* DIRECTIONS FOR THIS TASK *
Please transcribe the blog post below on online versus in-person protest word for word, from "Alternatively, online media" up to and including "anonymous as advocated?".

* SOURCE TEXT *
After watching last night’s screenings on Ricardo Dominguez, the Zapatista Movement, and the Yes Men, and talking about “Flood Net”, I began to contemplate the differences between in person and online protesting.

Something I thought about a lot was how the message or goal of in person protests is often muddled by characterizations that media makes. With footage of the protests or movements and actual faces to put characterizations on, it is easy for the media to demonize a movement or devalue it. One clear example of this is the media’s unfair representation of the Black Lives Matter movement. Instead of focusing on the goal of the movement, many people attack it and this can be directly linked to how the media portrays BLM.

Alternatively, online media protests are more or less anonymous (for example the Zapatista/Flood Net one). With online media protests, could we get a movements message out there more efficiently? By this I mean, if the media is unable to put faces to a movement or showcase footage of a protest, wouldn’t we just have to focus on the movement’s message? The internet provides a platform for being anonymous, it is almost a universal tool, so why not use to protest in a way that empowers a movement? Maybe online protesting could be an answer to the misrepresentation of social movements?

On another hand, could this also be someone harmful? Do we need to be able to see who if affected by events, in other words, is it important that we aren’t anonymous as advocated?

I’m wondering what you guys think…in terms of taking protests online vs in person…what are the “pros” and “cons” of each?

* EXTRACTED MATERIAL *
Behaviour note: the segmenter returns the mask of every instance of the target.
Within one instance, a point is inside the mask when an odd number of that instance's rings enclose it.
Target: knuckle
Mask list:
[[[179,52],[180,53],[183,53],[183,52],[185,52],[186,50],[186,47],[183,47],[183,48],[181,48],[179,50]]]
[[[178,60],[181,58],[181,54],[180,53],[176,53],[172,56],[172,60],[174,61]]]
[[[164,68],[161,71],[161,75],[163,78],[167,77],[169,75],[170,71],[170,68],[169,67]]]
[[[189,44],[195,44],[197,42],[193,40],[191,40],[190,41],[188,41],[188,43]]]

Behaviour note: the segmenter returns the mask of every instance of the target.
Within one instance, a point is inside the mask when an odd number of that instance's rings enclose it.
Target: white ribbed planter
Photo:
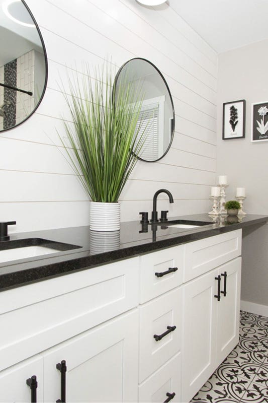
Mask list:
[[[91,202],[90,225],[92,231],[120,230],[120,203]]]

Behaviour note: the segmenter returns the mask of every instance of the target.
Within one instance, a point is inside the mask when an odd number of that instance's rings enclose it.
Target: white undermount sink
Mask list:
[[[60,251],[58,249],[47,248],[45,246],[25,246],[24,248],[0,250],[0,263],[55,253],[59,251]]]
[[[76,245],[38,238],[7,241],[0,243],[0,263],[80,247]]]
[[[189,228],[189,229],[191,229],[191,228],[196,228],[197,227],[200,226],[200,225],[190,225],[190,224],[176,224],[170,225],[170,227],[172,227],[172,228]]]

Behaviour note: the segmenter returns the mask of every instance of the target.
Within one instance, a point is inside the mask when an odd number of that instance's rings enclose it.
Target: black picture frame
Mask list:
[[[246,101],[244,99],[223,104],[222,140],[244,139]]]
[[[252,104],[251,142],[268,141],[268,101]]]

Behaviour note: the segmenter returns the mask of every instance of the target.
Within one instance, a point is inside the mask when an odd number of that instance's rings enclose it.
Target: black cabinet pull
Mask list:
[[[218,301],[221,300],[221,275],[219,275],[218,277],[215,277],[215,280],[218,282],[218,294],[214,295],[215,298],[217,298]]]
[[[165,336],[166,336],[166,335],[168,334],[168,333],[170,333],[170,332],[173,331],[175,330],[175,329],[176,328],[176,326],[167,326],[166,327],[166,328],[167,329],[167,330],[166,330],[164,333],[162,333],[162,334],[159,334],[159,335],[158,334],[154,334],[153,335],[153,337],[154,337],[154,339],[155,339],[155,341],[156,342],[159,342],[159,340],[161,340],[162,339],[163,339],[163,337],[164,337]]]
[[[60,399],[56,400],[56,403],[66,403],[66,371],[67,367],[66,361],[62,360],[61,362],[58,363],[56,365],[56,368],[60,371],[61,382],[60,382]]]
[[[224,272],[223,274],[221,274],[223,277],[224,277],[224,284],[223,285],[223,291],[221,291],[221,293],[223,294],[224,297],[226,296],[226,285],[227,282],[227,272]]]
[[[28,378],[26,383],[31,389],[31,403],[36,403],[36,389],[37,389],[37,381],[36,376],[33,375],[31,378]]]
[[[176,272],[177,270],[177,267],[169,267],[168,270],[167,270],[166,272],[162,272],[160,273],[154,273],[156,277],[162,277],[163,276],[165,276],[166,274],[169,274],[169,273],[172,273],[172,272]]]
[[[168,392],[166,393],[166,396],[167,396],[167,398],[165,400],[164,403],[167,403],[168,401],[170,401],[172,398],[174,397],[176,393],[175,392],[173,392],[172,393],[169,393]]]

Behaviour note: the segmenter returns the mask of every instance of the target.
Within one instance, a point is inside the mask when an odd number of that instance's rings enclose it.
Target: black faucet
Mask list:
[[[16,221],[0,222],[0,241],[9,241],[10,237],[8,235],[8,225],[15,225]]]
[[[173,196],[171,194],[169,190],[167,190],[166,189],[159,189],[159,190],[155,192],[154,193],[154,195],[153,196],[153,211],[152,212],[152,218],[151,220],[151,222],[153,224],[154,223],[157,223],[158,221],[157,218],[157,212],[156,211],[156,201],[157,199],[157,196],[160,193],[165,193],[168,196],[169,198],[169,203],[173,203],[174,200],[173,199]]]

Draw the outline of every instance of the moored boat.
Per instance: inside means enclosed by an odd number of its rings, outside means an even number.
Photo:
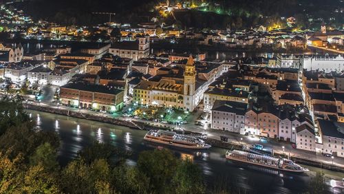
[[[226,158],[233,161],[260,166],[278,171],[293,173],[308,171],[308,169],[295,164],[290,160],[261,155],[239,150],[227,151],[226,153]]]
[[[144,140],[191,149],[206,149],[211,147],[197,136],[164,130],[151,130],[144,136]]]

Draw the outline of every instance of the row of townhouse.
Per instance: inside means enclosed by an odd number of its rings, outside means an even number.
[[[315,151],[315,132],[312,117],[303,106],[266,105],[216,100],[211,110],[211,127],[241,135],[252,134],[278,138],[297,144],[300,149]],[[306,147],[297,133],[308,131]],[[305,135],[303,135],[305,136]]]

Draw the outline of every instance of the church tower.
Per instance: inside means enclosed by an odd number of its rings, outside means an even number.
[[[184,72],[184,107],[187,111],[194,108],[194,95],[196,89],[196,70],[192,55],[190,55]]]
[[[321,32],[323,34],[326,34],[326,25],[323,22],[323,23],[321,23]]]

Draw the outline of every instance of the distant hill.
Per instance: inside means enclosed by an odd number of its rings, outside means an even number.
[[[183,25],[211,28],[224,28],[230,23],[234,26],[250,27],[264,20],[266,17],[291,17],[298,14],[307,21],[305,16],[314,19],[338,18],[338,23],[343,23],[344,16],[334,13],[335,10],[344,7],[341,0],[170,0],[189,1],[201,5],[208,3],[207,9],[214,14],[187,12],[192,19],[185,15],[178,17],[178,21]],[[116,12],[115,19],[120,22],[147,21],[156,13],[151,10],[154,6],[164,0],[27,0],[15,3],[15,6],[24,10],[34,19],[47,19],[61,24],[91,25],[108,21],[105,15],[92,14],[92,12]],[[204,15],[205,14],[205,15]],[[210,14],[210,15],[208,15]],[[207,17],[210,17],[210,20]],[[197,18],[201,17],[201,20]],[[214,22],[213,22],[213,21]],[[241,23],[243,23],[242,24]]]

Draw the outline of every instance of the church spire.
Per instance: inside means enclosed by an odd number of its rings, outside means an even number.
[[[188,62],[186,63],[186,65],[193,66],[194,63],[195,63],[195,61],[193,61],[193,57],[192,54],[190,54],[190,56],[189,56],[189,58],[188,58]]]
[[[195,62],[193,61],[193,58],[192,55],[190,55],[188,59],[188,62],[185,65],[185,72],[184,76],[194,77],[196,75],[196,70],[195,68]]]

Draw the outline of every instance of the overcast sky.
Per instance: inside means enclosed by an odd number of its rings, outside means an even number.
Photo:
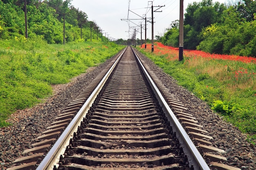
[[[184,12],[188,4],[193,2],[201,2],[201,0],[184,0]],[[224,3],[226,0],[213,0],[213,2],[218,1]],[[129,2],[130,2],[130,5]],[[146,0],[73,0],[72,5],[79,9],[87,14],[88,20],[94,21],[101,29],[104,30],[103,33],[108,33],[109,37],[116,39],[129,38],[129,25],[130,26],[139,25],[142,20],[132,20],[127,22],[121,19],[139,19],[147,13],[147,18],[151,18],[151,2]],[[179,20],[180,17],[179,0],[153,0],[154,6],[164,6],[158,11],[162,12],[154,13],[154,35],[163,35],[165,29],[169,27],[172,21]],[[130,11],[128,14],[128,9]],[[154,7],[155,9],[157,8]],[[137,15],[135,14],[135,13]],[[138,16],[139,15],[139,16]],[[135,24],[132,22],[134,22]],[[128,25],[129,24],[129,25]],[[143,23],[144,24],[144,22]],[[151,25],[149,22],[147,25],[147,38],[151,39]],[[140,31],[140,28],[139,29]],[[130,30],[131,30],[130,29]],[[103,34],[104,35],[104,34]],[[142,30],[142,39],[145,38],[145,30]],[[140,33],[136,35],[136,38],[140,39]]]

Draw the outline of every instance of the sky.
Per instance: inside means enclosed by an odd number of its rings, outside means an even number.
[[[225,3],[227,0],[213,0]],[[184,0],[184,13],[189,4],[193,2],[201,2],[201,0]],[[140,25],[143,20],[138,20],[144,17],[146,13],[147,18],[151,18],[150,8],[152,1],[146,0],[73,0],[71,4],[79,11],[85,12],[88,19],[96,22],[102,32],[109,34],[109,37],[118,39],[127,40],[130,38],[132,29],[139,31],[136,39],[140,39],[140,27],[134,27]],[[153,0],[153,6],[164,6],[154,12],[154,36],[162,36],[165,30],[172,22],[180,18],[180,0]],[[154,7],[154,10],[158,7]],[[128,11],[128,9],[130,11]],[[129,13],[128,12],[129,11]],[[129,18],[130,21],[127,22]],[[122,20],[121,20],[122,19]],[[124,19],[124,20],[123,20]],[[133,23],[132,23],[133,22]],[[145,21],[142,24],[145,24]],[[151,39],[151,24],[147,23],[147,38]],[[142,39],[145,38],[145,30],[142,29]],[[130,33],[130,35],[129,35]],[[107,37],[108,36],[106,36]]]

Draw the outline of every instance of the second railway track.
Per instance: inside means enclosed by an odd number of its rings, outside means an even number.
[[[148,69],[137,57],[128,47],[112,62],[117,66],[106,68],[108,76],[103,73],[94,80],[101,86],[91,92],[96,86],[92,82],[26,151],[33,155],[18,159],[17,166],[9,169],[239,169],[219,163],[226,159],[216,153],[225,151],[209,146],[204,139],[212,137],[153,73],[144,73]],[[148,82],[151,78],[157,85]],[[67,125],[72,120],[76,125]]]

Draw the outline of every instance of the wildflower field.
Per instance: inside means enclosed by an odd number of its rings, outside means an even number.
[[[178,48],[149,45],[139,50],[255,141],[256,58],[184,50],[179,62]]]

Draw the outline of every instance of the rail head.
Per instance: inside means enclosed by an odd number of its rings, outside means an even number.
[[[159,104],[162,107],[163,111],[165,113],[168,120],[170,121],[173,130],[176,132],[177,136],[178,137],[180,142],[182,146],[182,148],[183,148],[184,153],[188,156],[189,164],[193,165],[195,170],[210,170],[210,168],[172,111],[149,74],[148,73],[135,51],[132,48],[132,49],[142,71],[144,73],[146,78],[148,81],[152,90],[154,91],[155,95],[158,99]],[[173,125],[174,126],[173,126]],[[190,156],[190,155],[193,156]]]
[[[81,121],[83,120],[83,118],[85,117],[86,113],[92,106],[97,95],[100,92],[105,83],[127,49],[127,47],[123,50],[109,69],[107,74],[92,92],[92,94],[88,97],[85,104],[37,167],[36,170],[52,170],[54,165],[56,165],[58,168],[59,157],[60,155],[63,155],[65,152],[66,146],[68,146],[69,144],[70,139],[73,136],[74,132],[76,132],[77,127],[80,125]]]

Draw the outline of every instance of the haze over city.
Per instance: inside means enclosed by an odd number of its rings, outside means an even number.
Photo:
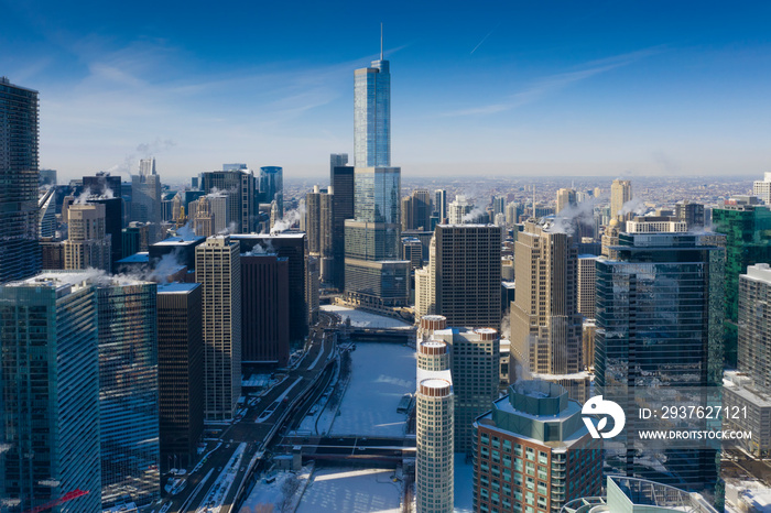
[[[380,23],[406,176],[768,166],[764,2],[0,4],[0,68],[41,91],[41,166],[67,179],[151,155],[170,181],[323,176]]]

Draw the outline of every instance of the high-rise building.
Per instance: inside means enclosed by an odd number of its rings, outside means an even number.
[[[632,199],[632,183],[628,179],[615,179],[610,185],[610,219],[618,219],[623,205]],[[631,216],[632,212],[625,212]],[[630,217],[631,218],[631,217]]]
[[[156,285],[106,279],[97,286],[101,504],[161,496]]]
[[[354,164],[391,166],[391,73],[383,59],[354,74]]]
[[[417,345],[415,393],[415,504],[420,513],[452,513],[454,405],[449,348],[441,340]]]
[[[56,511],[101,511],[97,306],[87,274],[0,286],[0,334],[2,511],[33,511],[74,490],[89,493]]]
[[[284,168],[260,167],[260,203],[275,201],[279,219],[284,217]]]
[[[524,231],[518,233],[511,357],[525,376],[539,374],[560,383],[568,389],[571,399],[583,402],[589,376],[582,373],[576,253],[573,237],[549,223],[530,220],[524,223]]]
[[[241,394],[240,244],[215,236],[196,247],[203,285],[204,419],[229,421]]]
[[[200,174],[200,189],[208,194],[224,193],[227,200],[227,223],[225,227],[230,233],[249,233],[253,231],[257,222],[257,205],[254,190],[257,189],[254,173],[250,170],[238,171],[209,171]],[[213,201],[213,198],[210,198]],[[221,226],[217,220],[218,212],[211,203],[215,216],[215,230]],[[219,230],[216,231],[219,233]]]
[[[434,211],[438,215],[439,225],[447,222],[447,192],[445,189],[434,190]]]
[[[161,176],[155,172],[155,159],[139,161],[139,175],[131,176],[131,220],[151,222],[151,242],[162,238]]]
[[[285,367],[290,353],[289,259],[241,254],[241,362]]]
[[[576,309],[587,319],[595,318],[595,263],[594,254],[579,254],[577,260]]]
[[[329,155],[329,185],[335,186],[335,167],[345,167],[348,165],[347,153],[332,153]]]
[[[575,207],[576,201],[576,190],[562,188],[557,190],[557,207],[554,210],[555,214],[560,214],[562,210],[568,207]]]
[[[112,237],[106,231],[105,206],[73,205],[67,209],[69,238],[64,241],[64,269],[110,272]]]
[[[654,478],[686,490],[717,481],[716,450],[707,440],[658,445],[638,429],[671,426],[640,419],[638,405],[719,405],[723,380],[725,250],[712,233],[619,234],[617,258],[597,261],[595,390],[626,412],[627,426],[606,445],[616,473]],[[519,285],[519,276],[518,276]],[[519,287],[518,287],[519,296]],[[715,428],[719,419],[681,418],[680,427]]]
[[[456,397],[455,451],[470,454],[474,419],[487,412],[498,399],[498,331],[490,328],[447,328],[435,330],[433,339],[450,348],[452,384]]]
[[[434,239],[434,312],[423,315],[443,315],[449,326],[500,329],[501,228],[438,225]]]
[[[250,254],[275,253],[289,262],[290,340],[302,341],[308,334],[307,303],[307,238],[305,233],[237,234],[230,240],[239,242],[240,252]]]
[[[771,262],[771,210],[758,205],[724,205],[713,209],[713,231],[726,236],[726,363],[737,362],[739,275],[748,265]]]
[[[556,383],[520,381],[476,418],[474,511],[557,512],[601,491],[601,443],[567,395]]]
[[[771,205],[771,173],[765,172],[762,181],[752,183],[752,196],[758,196],[765,205]]]
[[[198,283],[158,286],[161,469],[191,468],[204,430],[204,339]]]
[[[399,167],[357,167],[355,219],[345,220],[345,291],[370,306],[404,306],[410,263],[401,259]],[[337,189],[335,189],[337,190]]]
[[[37,91],[0,77],[0,283],[40,271]]]

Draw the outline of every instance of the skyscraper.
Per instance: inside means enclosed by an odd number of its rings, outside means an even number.
[[[511,357],[525,376],[540,374],[585,401],[589,376],[582,371],[582,316],[576,308],[577,249],[552,226],[525,222],[514,250],[517,295],[511,305]],[[523,378],[517,375],[517,379]]]
[[[626,429],[605,447],[606,463],[616,473],[691,491],[715,487],[716,447],[708,441],[655,444],[637,434],[641,427],[672,426],[655,418],[642,424],[639,404],[661,411],[676,396],[685,408],[719,405],[725,266],[720,238],[621,232],[617,259],[597,261],[595,389],[625,408],[627,417]],[[708,429],[715,424],[719,419],[678,419],[681,428]]]
[[[158,286],[161,469],[189,468],[204,430],[202,286]]]
[[[474,419],[487,412],[498,399],[498,331],[490,328],[447,328],[434,331],[433,339],[444,341],[450,349],[450,373],[456,397],[455,451],[470,454]]]
[[[161,496],[156,285],[97,285],[101,504],[148,505]]]
[[[623,204],[630,199],[632,199],[632,183],[628,179],[615,179],[610,185],[610,219],[618,219]]]
[[[19,501],[8,511],[31,511],[83,490],[57,511],[101,511],[97,306],[87,274],[0,286],[0,334],[2,510],[7,500]]]
[[[241,394],[240,245],[209,237],[195,258],[204,302],[204,419],[229,421]]]
[[[106,231],[105,206],[73,205],[67,210],[69,238],[64,241],[64,269],[111,266],[112,237]]]
[[[0,77],[0,283],[40,270],[37,91]]]
[[[500,329],[501,228],[438,225],[434,239],[434,312],[427,314],[445,316],[449,326]]]
[[[391,73],[380,59],[357,69],[354,83],[354,164],[356,167],[391,166]]]

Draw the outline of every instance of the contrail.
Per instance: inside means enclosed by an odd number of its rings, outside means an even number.
[[[487,35],[486,35],[485,37],[482,37],[482,40],[474,47],[474,50],[471,51],[471,53],[469,53],[468,55],[474,55],[474,52],[476,52],[477,48],[478,48],[479,46],[481,46],[482,43],[486,42],[487,39],[488,39],[490,35],[492,35],[492,33],[493,33],[495,31],[497,31],[498,28],[499,28],[500,25],[501,25],[501,24],[498,23],[496,26],[493,26],[492,30],[491,30],[490,32],[488,32]]]

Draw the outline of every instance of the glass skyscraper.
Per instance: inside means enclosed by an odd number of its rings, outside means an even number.
[[[718,447],[704,440],[642,440],[641,429],[719,428],[719,419],[641,421],[639,408],[719,405],[723,378],[723,236],[620,233],[617,260],[597,261],[596,393],[621,405],[627,424],[605,446],[628,477],[714,490]]]
[[[35,274],[37,91],[0,77],[0,283]]]
[[[0,286],[3,513],[76,491],[87,494],[54,511],[101,511],[97,304],[87,279],[50,271]]]
[[[379,61],[355,72],[354,163],[357,167],[391,165],[391,72]]]
[[[97,303],[101,502],[141,506],[161,493],[156,285],[106,279]]]

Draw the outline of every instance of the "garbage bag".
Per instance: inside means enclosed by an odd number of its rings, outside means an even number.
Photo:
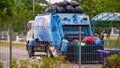
[[[70,2],[70,5],[71,5],[72,7],[77,7],[77,6],[79,6],[79,3],[76,2],[76,1],[72,1],[72,2]]]
[[[45,10],[45,13],[57,12],[57,4],[53,4]]]
[[[78,6],[75,8],[75,13],[84,13],[84,11],[80,6]]]
[[[64,1],[64,2],[59,2],[59,3],[57,3],[57,6],[59,6],[59,7],[65,7],[65,6],[67,6],[67,5],[70,5],[70,3],[69,3],[68,1]]]
[[[63,7],[57,7],[57,12],[58,13],[64,13],[65,12],[65,9]]]
[[[74,10],[75,10],[75,9],[74,9],[71,5],[67,5],[67,6],[65,7],[65,11],[66,11],[67,13],[73,13]]]

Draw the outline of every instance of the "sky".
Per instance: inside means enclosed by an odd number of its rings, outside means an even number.
[[[61,2],[61,1],[64,1],[64,0],[46,0],[46,1],[54,4],[54,3]],[[66,1],[71,1],[71,0],[66,0]]]

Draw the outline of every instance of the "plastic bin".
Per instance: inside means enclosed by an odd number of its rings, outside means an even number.
[[[120,50],[97,50],[97,51],[100,53],[100,59],[103,64],[104,64],[104,58],[120,52]]]

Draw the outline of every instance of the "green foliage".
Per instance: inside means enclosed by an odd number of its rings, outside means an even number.
[[[2,62],[0,62],[0,68],[3,68],[3,63]]]
[[[61,64],[64,64],[64,57],[48,58],[43,57],[42,59],[27,59],[18,60],[17,58],[12,59],[11,68],[61,68]],[[3,64],[0,62],[0,68],[3,68]],[[62,68],[73,68],[69,64],[62,65]]]
[[[17,68],[17,66],[18,66],[17,59],[13,58],[11,62],[11,68]]]
[[[20,68],[29,68],[29,64],[28,60],[20,60]]]
[[[110,68],[117,68],[118,65],[120,65],[120,53],[119,54],[113,54],[107,58],[108,62],[105,64],[108,64]]]
[[[79,0],[90,19],[102,12],[120,12],[119,0]]]
[[[60,64],[64,61],[64,57],[43,58],[42,68],[60,68]]]

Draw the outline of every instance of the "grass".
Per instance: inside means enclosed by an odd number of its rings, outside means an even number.
[[[9,47],[10,46],[10,42],[9,41],[0,41],[0,46],[2,47]],[[25,48],[26,47],[26,43],[25,42],[12,42],[12,47],[14,48]]]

* SOLUTION TO THE EXERCISE *
Alternatively, online media protests are more or less anonymous (for example the Zapatista/Flood Net one). With online media protests, could we get a movements message out there more efficiently? By this I mean, if the media is unable to put faces to a movement or showcase footage of a protest, wouldn’t we just have to focus on the movement’s message? The internet provides a platform for being anonymous, it is almost a universal tool, so why not use to protest in a way that empowers a movement? Maybe online protesting could be an answer to the misrepresentation of social movements?

On another hand, could this also be someone harmful? Do we need to be able to see who if affected by events, in other words, is it important that we aren’t anonymous as advocated?